■ **Actions to take**
1. In the passage on group medical insurance, rewrite the part starting at "In group medical" and ending at "could be covered.", changing "senior employee" to "senior manager".
2. According to the passage on group medical insurance, why did the new senior employee decline the company's insurance? Answer in one to three sentences.
3. Pick up the passage on group medical insurance after its final sentence and keep writing.

■ **Text for analysis**
==*==
The dilemma we faced was whether to issue the flawed policy because the client insisted on it or to walk away from the business?
To what degree should procedures and rules be bent for the client?
In group medical insurances a company is meant to inform the insurer within 30 days of a new employee joining. Companies routinely miss this deadline and insurers are generally flexible about accommodating this lapse.
At one of our clients, the cost of group medical insurance was charged back to employees. One new senior employee turned down the insurance because he felt he had adequate personal insurance. However, within a few months the senior employee developed a serious medical situation that was not covered by his personal insurance. The company came back to us and asked us to indicate him as a new employee to the insurer so that his medical costs could be covered.
==*==
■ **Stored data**
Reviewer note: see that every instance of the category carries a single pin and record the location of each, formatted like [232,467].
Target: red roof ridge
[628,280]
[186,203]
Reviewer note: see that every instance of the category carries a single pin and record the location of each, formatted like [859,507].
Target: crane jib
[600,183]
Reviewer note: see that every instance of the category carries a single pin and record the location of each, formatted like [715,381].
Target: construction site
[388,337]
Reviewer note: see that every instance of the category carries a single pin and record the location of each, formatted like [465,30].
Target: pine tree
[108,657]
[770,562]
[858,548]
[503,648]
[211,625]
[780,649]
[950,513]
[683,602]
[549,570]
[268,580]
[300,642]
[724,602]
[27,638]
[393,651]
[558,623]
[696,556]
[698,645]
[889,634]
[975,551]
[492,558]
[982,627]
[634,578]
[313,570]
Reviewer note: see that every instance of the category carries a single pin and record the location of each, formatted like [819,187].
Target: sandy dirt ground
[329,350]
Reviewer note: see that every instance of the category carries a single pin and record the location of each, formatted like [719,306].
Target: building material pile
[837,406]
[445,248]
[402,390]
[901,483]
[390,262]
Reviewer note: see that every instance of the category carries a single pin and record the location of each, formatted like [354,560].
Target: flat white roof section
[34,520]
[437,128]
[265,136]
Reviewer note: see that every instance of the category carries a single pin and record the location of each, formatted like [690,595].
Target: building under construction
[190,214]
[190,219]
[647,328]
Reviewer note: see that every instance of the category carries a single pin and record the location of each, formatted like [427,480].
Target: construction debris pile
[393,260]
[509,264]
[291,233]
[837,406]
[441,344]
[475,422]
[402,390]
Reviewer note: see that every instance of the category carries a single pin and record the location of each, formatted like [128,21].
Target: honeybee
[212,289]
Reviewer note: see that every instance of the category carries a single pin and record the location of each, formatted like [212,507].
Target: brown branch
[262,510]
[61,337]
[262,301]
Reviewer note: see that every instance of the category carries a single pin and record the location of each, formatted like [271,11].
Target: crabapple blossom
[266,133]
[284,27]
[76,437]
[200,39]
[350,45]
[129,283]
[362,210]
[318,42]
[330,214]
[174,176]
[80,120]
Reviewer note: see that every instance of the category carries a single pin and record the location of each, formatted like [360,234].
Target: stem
==*==
■ **Responses to the tasks**
1.
In group medical insurances a company is meant to inform the insurer within 30 days of a new employee joining. Companies routinely miss this deadline and insurers are generally flexible about accommodating this lapse.
At one of our clients, the cost of group medical insurance was charged back to employees. One new senior manager turned down the insurance because he felt he had adequate personal insurance. However, within a few months the senior manager developed a serious medical situation that was not covered by his personal insurance. The company came back to us and asked us to indicate him as a new employee to the insurer so that his medical costs could be covered.

2. He declined it because he felt his personal insurance was adequate.

3.
If we went back to the insurer with this new addition they would not have questioned us. The senior executive would be immediately included in the coverage and his medical expenses paid for. Also, this was a relatively small cost in the context of the insurance and would not have materially impacted the insurer’s economics. However, we would have willfully hidden material client information. If we did not comply with the client’s request we were certain to lose the business and compensation on renewal.
What does one do when an executive in a company asks for a personal favour, implicitly in return for business?
A young executive at one of our clients asked us to get a health checkup done for his parents. The executive had been an important supporter of our firm when we were pitching for business.
On the one hand the costs involved in the tests were marginal. In fact the insurer would pick up this cost and so there was no financial impact on us. On the other hand, paying for the parent’s medical tests could be construed as an indirect favour to acquire future business. If the departmental head were to be made aware that one of his executives had asked for this favour, the young executive would be in trouble.
Many of you face these dilemmas every day. Each one of you would have a different reaction and response. In my mind the important consideration is to not let things happen on their own but to actively make a choice. The principles at stake are to:

  1. Give clear advice to clients but to recognize that the final decision remains theirs.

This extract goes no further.